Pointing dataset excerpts

:::

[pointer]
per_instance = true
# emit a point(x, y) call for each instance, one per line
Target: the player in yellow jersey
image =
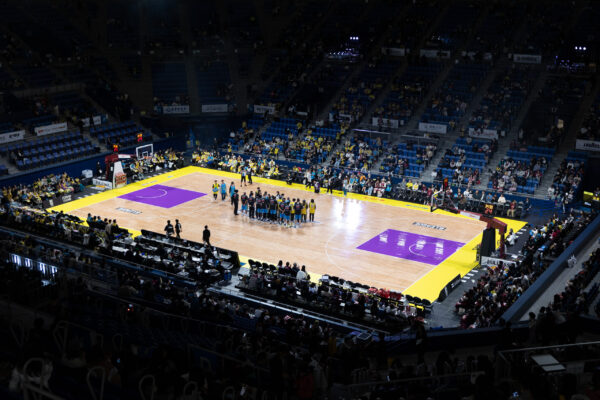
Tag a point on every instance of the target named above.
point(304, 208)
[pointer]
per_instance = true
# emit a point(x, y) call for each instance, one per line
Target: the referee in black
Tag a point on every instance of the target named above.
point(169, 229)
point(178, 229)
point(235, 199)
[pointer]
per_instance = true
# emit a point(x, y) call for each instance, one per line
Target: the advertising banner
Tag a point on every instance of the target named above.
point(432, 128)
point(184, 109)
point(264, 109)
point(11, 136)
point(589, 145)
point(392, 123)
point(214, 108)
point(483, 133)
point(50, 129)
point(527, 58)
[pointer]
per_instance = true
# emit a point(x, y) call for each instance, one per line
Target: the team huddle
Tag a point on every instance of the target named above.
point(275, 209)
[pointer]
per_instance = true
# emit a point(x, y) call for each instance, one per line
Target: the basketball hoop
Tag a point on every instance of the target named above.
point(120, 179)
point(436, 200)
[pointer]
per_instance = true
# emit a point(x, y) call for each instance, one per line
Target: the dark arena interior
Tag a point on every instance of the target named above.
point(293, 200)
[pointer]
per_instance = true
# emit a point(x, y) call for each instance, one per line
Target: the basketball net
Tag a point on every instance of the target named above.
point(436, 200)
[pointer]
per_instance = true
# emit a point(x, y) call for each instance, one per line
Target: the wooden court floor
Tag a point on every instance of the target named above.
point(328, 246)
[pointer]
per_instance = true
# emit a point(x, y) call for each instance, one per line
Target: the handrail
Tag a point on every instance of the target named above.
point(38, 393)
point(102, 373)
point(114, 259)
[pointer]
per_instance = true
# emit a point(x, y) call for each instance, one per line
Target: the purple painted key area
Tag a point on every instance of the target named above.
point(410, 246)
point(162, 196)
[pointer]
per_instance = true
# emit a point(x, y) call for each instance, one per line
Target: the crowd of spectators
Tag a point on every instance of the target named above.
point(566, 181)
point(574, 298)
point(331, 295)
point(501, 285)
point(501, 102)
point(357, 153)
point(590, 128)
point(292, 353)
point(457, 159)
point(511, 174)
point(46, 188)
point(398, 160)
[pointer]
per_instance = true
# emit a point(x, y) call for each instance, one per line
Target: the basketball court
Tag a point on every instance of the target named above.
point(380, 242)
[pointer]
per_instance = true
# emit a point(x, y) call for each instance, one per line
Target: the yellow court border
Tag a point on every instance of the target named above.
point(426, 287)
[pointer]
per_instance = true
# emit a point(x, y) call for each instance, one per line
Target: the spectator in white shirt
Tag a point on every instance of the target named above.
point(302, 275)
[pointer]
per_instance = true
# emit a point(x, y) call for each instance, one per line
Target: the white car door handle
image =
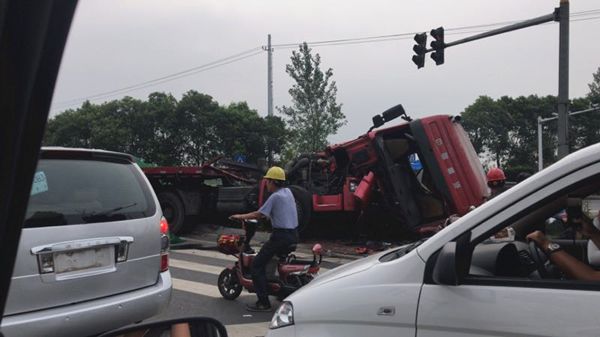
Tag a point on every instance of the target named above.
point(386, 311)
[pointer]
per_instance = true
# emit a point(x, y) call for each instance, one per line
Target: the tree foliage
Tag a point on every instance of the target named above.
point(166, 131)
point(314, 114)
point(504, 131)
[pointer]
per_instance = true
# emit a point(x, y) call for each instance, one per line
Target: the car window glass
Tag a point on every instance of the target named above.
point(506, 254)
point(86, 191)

:::

__EXERCISE__.
Write out each entry exactly as given, omitting any picture.

__RESPONSE TO THE EXERCISE__.
[pointer]
per_instance = true
# emit a point(x, y) call for each instance, one per line
Target: the player in yellow jersey
image =
Tag a point on every instance of the target named above.
point(304, 208)
[pointer]
per_instance = true
# emit a point(x, y) call for each instance, one per line
Target: the referee in black
Tag a point on every instance of the target named above.
point(169, 229)
point(178, 229)
point(235, 199)
[pointer]
per_instance = true
# emit a point(x, y) call for each instance, one per line
Target: the advertising banner
Tag a point on every instance of the target named above.
point(432, 128)
point(184, 109)
point(264, 109)
point(11, 136)
point(589, 145)
point(392, 123)
point(214, 108)
point(483, 133)
point(50, 129)
point(527, 58)
[pointer]
per_instance = true
# emit a point(x, y) call for each instance, one per line
Target: the team huddle
Tag a point on every instance of the target named above.
point(275, 209)
[pointer]
per_instance = true
# emit a point(x, y) call for each instance, one per line
Target: the basketball hoop
Tag a point on every instance of the target named above.
point(120, 179)
point(436, 200)
[pointer]
per_instance = true
# emit a point(x, y) call for each instance, one per line
Target: the dark arena interior
Tag a point on every instance of the target named above.
point(293, 200)
[pointer]
per_instance = true
# emit a point(x, y) call for each instance, one per line
Target: the basketball net
Tag a point on every instance of the target named above.
point(436, 200)
[pointer]
per_instance = true
# emit a point(x, y) call for each instance, one per line
Target: the wooden court floor
Tag a point on every instance of the target named above.
point(328, 246)
[pointer]
per_instance = true
# emit a point(x, y) call for each instance, one per line
Target: the handrail
Tag a point on every instance of the target named above.
point(38, 393)
point(102, 373)
point(114, 259)
[pointer]
per_instance = true
# emit a point(x, y) call for each instance, one per line
Target: the purple painted key area
Tag a point on every instance of the target named above.
point(410, 246)
point(162, 196)
[pointer]
per_instance = true
# emit a point(x, y) call for each instance, one per line
Target: the crowd of spectators
Tag a point on every instance of the target named above.
point(566, 181)
point(574, 298)
point(331, 295)
point(501, 285)
point(501, 102)
point(357, 153)
point(590, 128)
point(292, 353)
point(457, 159)
point(511, 174)
point(46, 188)
point(398, 160)
[pointer]
per_instance = true
# emit a point(x, y) call for each instance, one per line
Target: the basketball court
Tag a point on every instance of the target named above.
point(380, 242)
[pointer]
per_instance = true
# emit a point(x, y) call for each instance, one per line
Target: the yellow court border
Tag a point on every instance of the target named above.
point(426, 287)
[pointer]
per_instance = true
# emit a point(x, y) call for each instance, one per line
Target: the spectator in white shirt
Tag a point on every instance of the target named above.
point(302, 275)
[pointer]
per_instance = true
# emit a point(x, y) call for each instance, one per line
Target: the white car door handle
image =
Tag a point on every instance of the target named above.
point(386, 311)
[pointer]
per_instance = true
# emit a point(x, y) call for each instance, one per line
Target: the tree foliage
Tag a point on every instance of the target named above.
point(166, 131)
point(314, 114)
point(504, 131)
[pointer]
per_instance = true
# emit a point(x, y) call for each instance, one per line
Target: the car window glass
Tag a point on every instance of the target named above.
point(506, 254)
point(86, 191)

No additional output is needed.